> SET TASK: Write out every one of the rows below without changing a single character.

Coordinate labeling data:
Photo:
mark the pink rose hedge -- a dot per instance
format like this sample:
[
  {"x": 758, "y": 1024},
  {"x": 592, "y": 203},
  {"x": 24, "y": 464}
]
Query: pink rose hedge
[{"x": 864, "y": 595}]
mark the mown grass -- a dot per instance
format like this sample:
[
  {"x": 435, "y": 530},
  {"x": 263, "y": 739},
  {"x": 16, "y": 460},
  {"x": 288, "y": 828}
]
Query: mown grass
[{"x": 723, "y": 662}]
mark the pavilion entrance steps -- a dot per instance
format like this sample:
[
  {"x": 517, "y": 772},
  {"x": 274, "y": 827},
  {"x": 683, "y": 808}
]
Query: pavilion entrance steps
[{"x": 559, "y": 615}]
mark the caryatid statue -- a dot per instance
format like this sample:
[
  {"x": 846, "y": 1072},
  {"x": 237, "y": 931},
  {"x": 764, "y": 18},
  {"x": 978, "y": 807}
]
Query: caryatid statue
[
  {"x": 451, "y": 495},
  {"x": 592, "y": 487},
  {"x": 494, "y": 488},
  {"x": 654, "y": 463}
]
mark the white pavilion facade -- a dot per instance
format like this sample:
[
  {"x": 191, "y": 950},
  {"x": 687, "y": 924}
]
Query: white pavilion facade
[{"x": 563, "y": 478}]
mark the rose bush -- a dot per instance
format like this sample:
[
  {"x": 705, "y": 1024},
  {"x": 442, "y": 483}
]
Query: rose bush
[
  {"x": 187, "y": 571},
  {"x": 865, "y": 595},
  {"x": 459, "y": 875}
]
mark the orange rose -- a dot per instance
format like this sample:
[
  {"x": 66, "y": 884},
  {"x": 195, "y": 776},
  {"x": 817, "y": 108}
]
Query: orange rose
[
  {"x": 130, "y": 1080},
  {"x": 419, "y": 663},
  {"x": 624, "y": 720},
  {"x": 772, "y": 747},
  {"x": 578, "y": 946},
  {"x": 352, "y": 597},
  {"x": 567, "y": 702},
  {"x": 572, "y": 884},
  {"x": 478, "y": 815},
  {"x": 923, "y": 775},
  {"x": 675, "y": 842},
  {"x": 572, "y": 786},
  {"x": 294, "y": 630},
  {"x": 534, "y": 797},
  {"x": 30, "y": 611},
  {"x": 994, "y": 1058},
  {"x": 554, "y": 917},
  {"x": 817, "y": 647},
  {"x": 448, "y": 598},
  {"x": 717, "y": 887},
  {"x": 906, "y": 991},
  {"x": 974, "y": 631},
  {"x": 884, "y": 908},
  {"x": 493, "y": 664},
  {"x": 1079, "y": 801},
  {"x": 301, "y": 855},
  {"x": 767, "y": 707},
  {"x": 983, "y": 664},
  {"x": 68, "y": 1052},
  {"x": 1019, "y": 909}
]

> RESULT OF THE TASK:
Photo:
mark the pink rose hedge -- a dot per instance
format like this sample:
[
  {"x": 758, "y": 1024},
  {"x": 592, "y": 203},
  {"x": 24, "y": 464}
]
Query: pink rose hedge
[{"x": 864, "y": 595}]
mark the mown grass -- a dot per instance
format like this sample:
[
  {"x": 435, "y": 530},
  {"x": 263, "y": 739},
  {"x": 16, "y": 460},
  {"x": 288, "y": 828}
]
Query: mown grass
[{"x": 723, "y": 662}]
mark the pavilion entrance steps -- a dot per instance
format like this sample:
[
  {"x": 517, "y": 772},
  {"x": 274, "y": 827},
  {"x": 683, "y": 808}
]
Query: pavilion entrance steps
[{"x": 559, "y": 615}]
mark the caryatid statue -- a dot per instance
format like this sample:
[
  {"x": 846, "y": 1072},
  {"x": 237, "y": 931},
  {"x": 764, "y": 18},
  {"x": 978, "y": 807}
]
Query: caryatid statue
[
  {"x": 451, "y": 495},
  {"x": 592, "y": 487},
  {"x": 494, "y": 488},
  {"x": 654, "y": 463}
]
mark the white pavilion facade -- a dot per instance
format like this sample:
[
  {"x": 191, "y": 950},
  {"x": 687, "y": 924}
]
Query: white pavilion facade
[{"x": 563, "y": 478}]
mark the rose bush -- a dot per instance
format like this sample:
[
  {"x": 705, "y": 1024},
  {"x": 442, "y": 483}
]
Query: rose bush
[
  {"x": 187, "y": 571},
  {"x": 865, "y": 595},
  {"x": 459, "y": 875}
]
mark the orange rose -- a dot per instance
format like this sample:
[
  {"x": 66, "y": 884},
  {"x": 195, "y": 776},
  {"x": 817, "y": 108}
]
Query: orange rose
[
  {"x": 130, "y": 1080},
  {"x": 419, "y": 663},
  {"x": 624, "y": 720},
  {"x": 772, "y": 747},
  {"x": 578, "y": 946},
  {"x": 352, "y": 597},
  {"x": 567, "y": 702},
  {"x": 572, "y": 884},
  {"x": 478, "y": 815},
  {"x": 923, "y": 775},
  {"x": 675, "y": 842},
  {"x": 572, "y": 786},
  {"x": 294, "y": 630},
  {"x": 534, "y": 797},
  {"x": 30, "y": 611},
  {"x": 994, "y": 1058},
  {"x": 554, "y": 917},
  {"x": 817, "y": 647},
  {"x": 448, "y": 598},
  {"x": 717, "y": 887},
  {"x": 906, "y": 991},
  {"x": 974, "y": 631},
  {"x": 884, "y": 908},
  {"x": 493, "y": 664},
  {"x": 1079, "y": 801},
  {"x": 301, "y": 855},
  {"x": 767, "y": 707},
  {"x": 983, "y": 664},
  {"x": 68, "y": 1052},
  {"x": 1019, "y": 909}
]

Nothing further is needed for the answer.